■ **RECORDS PROVIDED**
● ● ●
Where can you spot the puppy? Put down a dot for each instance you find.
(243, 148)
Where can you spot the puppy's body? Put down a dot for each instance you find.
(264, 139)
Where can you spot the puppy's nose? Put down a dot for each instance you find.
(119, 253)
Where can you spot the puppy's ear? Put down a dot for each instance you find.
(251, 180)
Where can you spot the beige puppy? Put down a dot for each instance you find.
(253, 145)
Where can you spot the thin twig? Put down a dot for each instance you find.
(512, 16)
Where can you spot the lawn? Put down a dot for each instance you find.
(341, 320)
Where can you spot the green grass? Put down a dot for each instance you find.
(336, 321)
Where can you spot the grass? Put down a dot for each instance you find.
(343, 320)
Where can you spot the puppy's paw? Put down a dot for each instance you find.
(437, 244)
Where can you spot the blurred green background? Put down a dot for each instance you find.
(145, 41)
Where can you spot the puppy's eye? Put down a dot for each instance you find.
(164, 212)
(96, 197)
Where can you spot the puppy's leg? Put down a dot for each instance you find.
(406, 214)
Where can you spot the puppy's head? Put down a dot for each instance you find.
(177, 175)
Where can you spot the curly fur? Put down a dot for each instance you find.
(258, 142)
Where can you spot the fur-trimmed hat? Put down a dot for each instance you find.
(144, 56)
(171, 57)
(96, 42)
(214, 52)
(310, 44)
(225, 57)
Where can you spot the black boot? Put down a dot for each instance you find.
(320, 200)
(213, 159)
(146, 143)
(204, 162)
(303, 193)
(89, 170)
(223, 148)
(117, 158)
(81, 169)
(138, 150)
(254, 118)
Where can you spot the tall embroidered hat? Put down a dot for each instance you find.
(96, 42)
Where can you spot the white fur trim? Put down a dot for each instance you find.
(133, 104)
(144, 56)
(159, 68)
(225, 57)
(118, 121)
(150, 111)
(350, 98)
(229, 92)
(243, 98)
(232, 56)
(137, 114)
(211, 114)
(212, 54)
● ● ●
■ **INSTRUCTIONS TO FOLLOW**
Up to and including the last line of the material, reproduce every line exactly, beginning with the one that contains "Where can you spot the white" and adding nothing else.

■ **EXERCISE ANSWER**
Where can you spot the white fur trim? Put down a dot for each instance you find.
(133, 104)
(144, 56)
(159, 68)
(225, 57)
(118, 121)
(150, 111)
(350, 98)
(229, 92)
(243, 98)
(232, 56)
(137, 114)
(211, 114)
(212, 54)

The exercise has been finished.